§ Directives:
1. What does the code comment give as the reason that the nbdkit example is less useful?
2. Rewrite the data listing rows starting with the line that contains "Pinpoint every man's right hand in the frame." and going on through the line that contains "298,187,330,242", replacing "man's" with "angler's" and leaving everything else unchanged.

§ Page:
####################
/* Example usage with qemu-nbd:
 *
 * sock=`mktemp -u`
 * qemu-nbd -f $format -k $sock -r image
 * ./strict-structured-reads $sock
 *
 * Example usage with nbdkit (but less useful while nbdkit can't send holes):
 *
 * nbdkit -U- sparse-random 1G --run './strict-structured-reads "$unixsocket"'
 *
 * This will perform read randomly over the image and check that all
 * structured replies comply with the NBD spec (chunks may be out of
 * order or interleaved, but no read succeeds unless chunks cover the
 * entire region, with no overlapping or zero-length chunks).
 */

#include <stdio.h>
#include <stdlib.h>
#include <stdint.h>
#include <inttypes.h>
#include <time.h>
#include <assert.h>
#include <errno.h>
#include <string.h>

#include <libnbd.h>

/* A linked list of ranges still not seen. */
struct range {
  uint64_t first;
  uint64_t last;
  struct range *next;
};

/* Per-read data. */
struct data {
  uint64_t offset;
  size_t count;
  uint32_t flags;
  size_t chunks;
  struct range *remaining;
};

#define MAX_BUF (2 * 1024 * 1024)
####################
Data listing
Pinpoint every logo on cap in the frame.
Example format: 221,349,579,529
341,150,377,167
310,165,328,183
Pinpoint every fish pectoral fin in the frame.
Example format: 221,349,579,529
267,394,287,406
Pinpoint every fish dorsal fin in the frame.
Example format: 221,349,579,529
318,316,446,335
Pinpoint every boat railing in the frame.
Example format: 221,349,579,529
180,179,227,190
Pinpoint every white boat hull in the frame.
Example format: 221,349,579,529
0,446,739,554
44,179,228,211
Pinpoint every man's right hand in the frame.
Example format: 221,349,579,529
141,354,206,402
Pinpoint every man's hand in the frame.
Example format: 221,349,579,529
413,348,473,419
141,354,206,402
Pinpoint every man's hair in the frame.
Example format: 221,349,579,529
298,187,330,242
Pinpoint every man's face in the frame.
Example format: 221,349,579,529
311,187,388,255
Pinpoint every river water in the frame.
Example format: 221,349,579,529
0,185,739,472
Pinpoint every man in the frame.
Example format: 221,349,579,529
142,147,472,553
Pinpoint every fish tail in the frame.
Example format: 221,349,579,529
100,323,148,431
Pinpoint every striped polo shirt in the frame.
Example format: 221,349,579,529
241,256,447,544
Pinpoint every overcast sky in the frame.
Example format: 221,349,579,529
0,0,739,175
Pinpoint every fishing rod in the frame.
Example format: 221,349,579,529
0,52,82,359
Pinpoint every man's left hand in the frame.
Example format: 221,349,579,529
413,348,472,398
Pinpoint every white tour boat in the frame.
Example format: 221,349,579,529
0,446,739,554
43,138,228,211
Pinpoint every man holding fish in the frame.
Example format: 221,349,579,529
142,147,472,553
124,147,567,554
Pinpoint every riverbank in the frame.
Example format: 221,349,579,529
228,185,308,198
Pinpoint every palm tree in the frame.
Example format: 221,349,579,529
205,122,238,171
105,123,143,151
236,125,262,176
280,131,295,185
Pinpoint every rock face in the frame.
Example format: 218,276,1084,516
####################
§ Solutions by task:
1. Nbdkit can't send holes.

2.
Pinpoint every angler's right hand in the frame.
Example format: 221,349,579,529
141,354,206,402
Pinpoint every angler's hand in the frame.
Example format: 221,349,579,529
413,348,473,419
141,354,206,402
Pinpoint every angler's hair in the frame.
Example format: 221,349,579,529
298,187,330,242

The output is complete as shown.